Pictures do not belong in your copy. Repeat all the other data exactly.

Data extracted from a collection
* * * * * * *
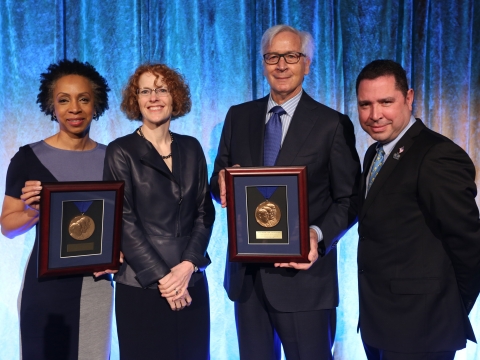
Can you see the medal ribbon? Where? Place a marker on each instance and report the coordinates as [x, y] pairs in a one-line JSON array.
[[267, 191], [83, 205]]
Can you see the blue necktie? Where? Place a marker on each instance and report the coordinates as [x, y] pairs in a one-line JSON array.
[[273, 136], [377, 165]]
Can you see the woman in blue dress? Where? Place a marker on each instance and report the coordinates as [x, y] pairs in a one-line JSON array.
[[65, 317]]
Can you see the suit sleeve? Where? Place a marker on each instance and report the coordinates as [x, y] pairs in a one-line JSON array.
[[447, 193], [196, 251], [223, 159], [344, 176], [149, 267]]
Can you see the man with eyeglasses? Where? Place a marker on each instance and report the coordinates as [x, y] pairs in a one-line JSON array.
[[291, 303]]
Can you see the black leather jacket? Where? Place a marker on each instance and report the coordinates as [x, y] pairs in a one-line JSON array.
[[167, 216]]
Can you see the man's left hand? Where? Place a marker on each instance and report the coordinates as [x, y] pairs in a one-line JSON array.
[[312, 255]]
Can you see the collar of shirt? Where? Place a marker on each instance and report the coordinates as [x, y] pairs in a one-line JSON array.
[[289, 106], [388, 147]]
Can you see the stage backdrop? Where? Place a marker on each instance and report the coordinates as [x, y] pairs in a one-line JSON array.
[[214, 43]]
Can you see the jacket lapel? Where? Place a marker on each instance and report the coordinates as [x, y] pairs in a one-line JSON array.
[[152, 158], [257, 130], [300, 126], [393, 160]]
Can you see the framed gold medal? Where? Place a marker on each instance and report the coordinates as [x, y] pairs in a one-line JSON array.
[[267, 212], [80, 227]]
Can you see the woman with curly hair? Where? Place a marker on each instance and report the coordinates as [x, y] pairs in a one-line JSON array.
[[65, 317], [161, 297]]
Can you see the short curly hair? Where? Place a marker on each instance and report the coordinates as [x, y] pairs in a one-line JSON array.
[[66, 67], [176, 84]]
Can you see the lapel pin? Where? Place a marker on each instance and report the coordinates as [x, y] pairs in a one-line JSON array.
[[396, 156]]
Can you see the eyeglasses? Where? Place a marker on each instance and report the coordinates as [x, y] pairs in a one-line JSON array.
[[161, 92], [290, 58]]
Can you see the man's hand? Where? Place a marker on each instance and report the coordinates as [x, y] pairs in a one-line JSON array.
[[312, 255], [108, 271]]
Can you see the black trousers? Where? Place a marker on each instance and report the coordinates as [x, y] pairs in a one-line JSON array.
[[149, 330], [378, 354], [261, 329]]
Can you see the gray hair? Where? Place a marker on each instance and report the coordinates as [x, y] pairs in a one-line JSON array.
[[306, 38]]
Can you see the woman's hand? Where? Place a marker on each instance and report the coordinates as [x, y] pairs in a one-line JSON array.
[[19, 215], [108, 271], [177, 305], [31, 194], [174, 284]]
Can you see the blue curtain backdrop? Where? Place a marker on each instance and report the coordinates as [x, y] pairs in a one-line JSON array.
[[215, 45]]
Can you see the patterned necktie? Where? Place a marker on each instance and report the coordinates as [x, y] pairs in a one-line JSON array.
[[377, 165], [273, 136]]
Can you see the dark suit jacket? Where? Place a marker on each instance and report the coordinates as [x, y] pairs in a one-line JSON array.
[[167, 216], [324, 140], [419, 247]]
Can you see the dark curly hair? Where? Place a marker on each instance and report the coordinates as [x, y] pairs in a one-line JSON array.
[[176, 85], [383, 67], [67, 67]]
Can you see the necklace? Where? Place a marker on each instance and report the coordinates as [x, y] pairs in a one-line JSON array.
[[171, 137]]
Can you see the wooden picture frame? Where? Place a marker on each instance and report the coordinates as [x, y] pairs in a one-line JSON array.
[[80, 227], [267, 214]]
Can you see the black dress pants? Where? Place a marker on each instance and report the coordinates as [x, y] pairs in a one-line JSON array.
[[378, 354]]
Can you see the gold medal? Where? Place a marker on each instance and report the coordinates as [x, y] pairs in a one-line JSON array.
[[81, 227], [267, 214]]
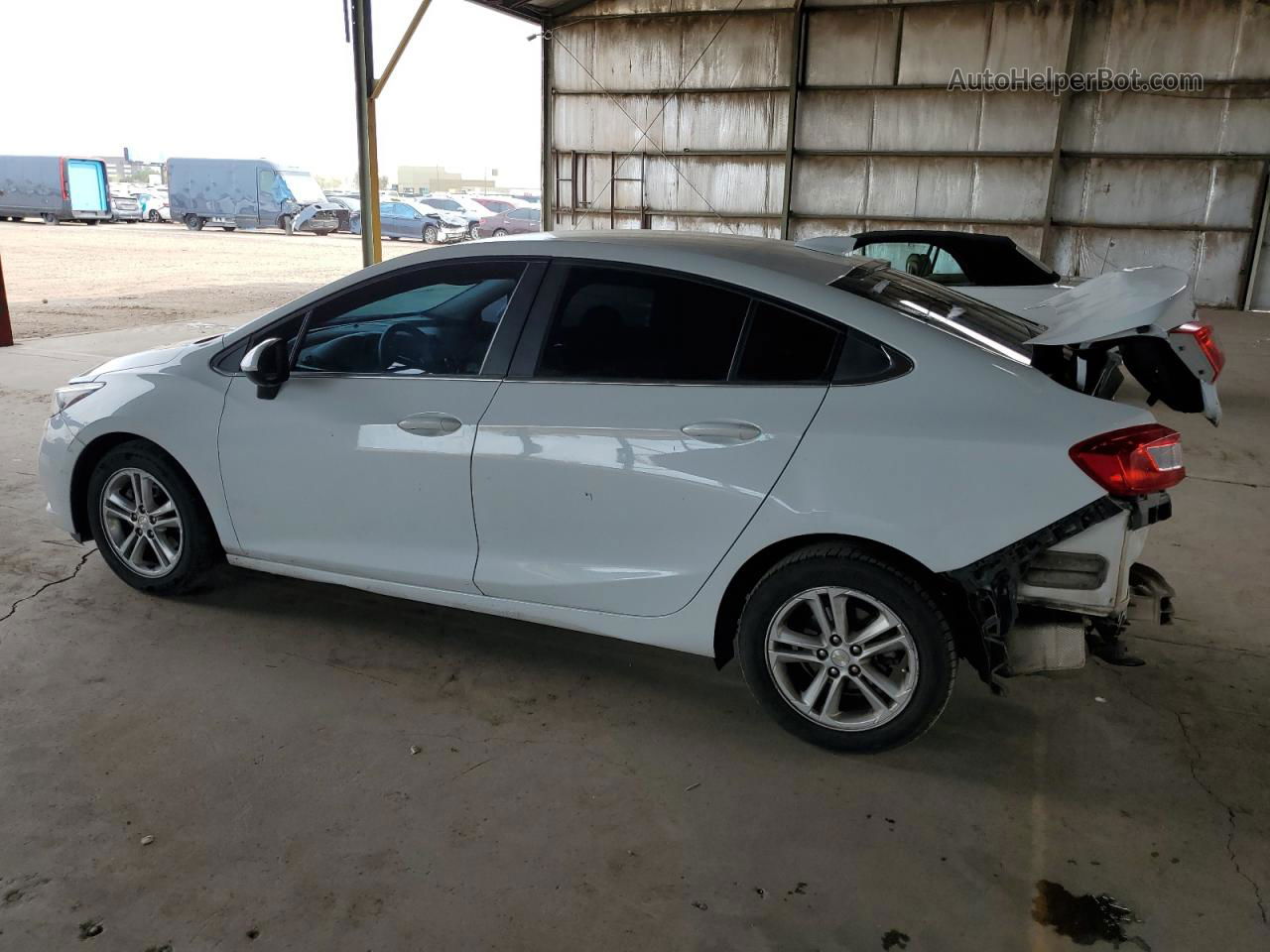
* * * * * * *
• _Output for this task_
Can you see the medal ribbon? Where? Place a marker on each instance and report the coordinates as [x, y] pairs in a one-line JSON array.
[[267, 191], [83, 205]]
Can you see the blue necktie? Where? Place a marker on each instance and report the coordinates as [x, y] pairs in a one-line JSON array.
[[273, 136], [377, 165]]
Can you see the woman in blue dress? Where? Place a marker on each instance and report the coordinates as [x, y] pairs in a one-line JSON array.
[[65, 317]]
Can you see the suit sleeve? Where? Place a marker on each instance and report the coordinates as [x, y] pairs in a one-line JSON array.
[[447, 193], [196, 251], [223, 159], [344, 176], [149, 267]]
Can you see the man with eyeglasses? Where? Place a marker on each instance and report the coordinates as [x, y] pairs in a one-line JSON array.
[[291, 303]]
Can you see the black leather jacket? Where? Place a marker on each instance and report the coordinates as [x, y] pairs in a one-line JSON array.
[[167, 216]]
Can you see the man's left hand? Where? Place a marker on each instance and report the coordinates as [x, y] pairs in a one-line JSON array.
[[312, 255]]
Can you see the collar of shirt? Where? Place a marker on each instance and report the coordinates as [x, y] pairs in a one-line JSON array.
[[289, 106], [388, 147]]
Can you see the stage backdrop? Where? Place a marker on each instance and report the coordinates as [x, y] pairs in a one-line JSON array.
[[214, 43]]
Can you see the jacket lapel? Where? Place a marker on each instance and report the coordinates as [x, y] pairs in a one-line JSON array.
[[152, 158], [257, 130], [300, 126], [393, 160]]
Can you see the framed gold medal? Where? Place a marker on each instance and report the coordinates as [x, y] pairs in a one-line JSON array.
[[267, 212], [80, 227]]
Can you see the woman with curly hair? Where? Place a marker on each instance and report the coordinates as [x, y] pairs in a one-line JSON array.
[[65, 317], [161, 297]]
Can you see the short curly hair? Where? Place a marker on each instance and report the coordinates as [x, y] pairs in a one-line JSON array.
[[66, 67], [176, 84]]
Can you see the lapel pin? Where? Place a marker on each instance and report the coordinates as [x, y] pairs in a one-line JSON array.
[[396, 156]]
Can you see the eyeglasses? Where? Place a marker on each instance and report the coordinates as [x, y] pairs in a one-line JSON array.
[[161, 92], [290, 58]]
Can you see the man's hand? Where? Place a marker on each instance and report the coordinates as [x, y] pairs in a one-line JSON array.
[[312, 255], [108, 271]]
Can you see the black trousers? Where? Place a marker on each instance and report the coordinates as [x, y] pairs in a one-line JSON array.
[[149, 330], [378, 354], [261, 329]]
Can you see the gray hair? Where? Place a marker on each instance and report the coordinates as [x, y] pairs in a one-line JSON array.
[[306, 38]]
Can you see the woman's hand? Where? Place a marker on each instance and report the coordinates as [x, y] pairs in a one-line JSON array.
[[19, 215], [108, 271], [177, 305], [31, 194], [174, 284]]
Can you see the blue curtain backdrop? Where? Place a marker on each instance and report the coordinates as [x, y] pairs in a one-line JSON array.
[[215, 45]]
Can you see the patterned necktie? Where? Place a marker on each instance and report the coordinates as [x, y] pairs in a one-line JSON array.
[[377, 165], [273, 136]]
Can you see the dark suit jacket? Where? Place a marker on each instance and report the coordinates as [x, y] pairs in a one-line JSON array.
[[167, 216], [324, 140], [419, 247]]
Can you see the dark curly hair? Where? Place a marker on each instance and report the coordinates as [x, y] pairs in a one-line JSON array.
[[176, 85], [383, 67], [67, 67]]
Can you see the necklace? Where? Place a marker on each instance and report the coordinates as [x, y] pairs in a one-line JSON array.
[[171, 137]]
Can you see the wooden picture frame? Where? Place a marker on each instance and report the coordinates as [x, y] pairs in a one-line JSON array.
[[80, 227], [267, 214]]
Can you see the black dress pants? Where? Place a marker on each instance and report the coordinates as [x, y] pairs in a one-line JSON array.
[[378, 354]]
Can you see the gold medal? Where? Place a marker on each instance and report the coordinates as [x, y] pairs in a one-line JSON array.
[[81, 227], [267, 214]]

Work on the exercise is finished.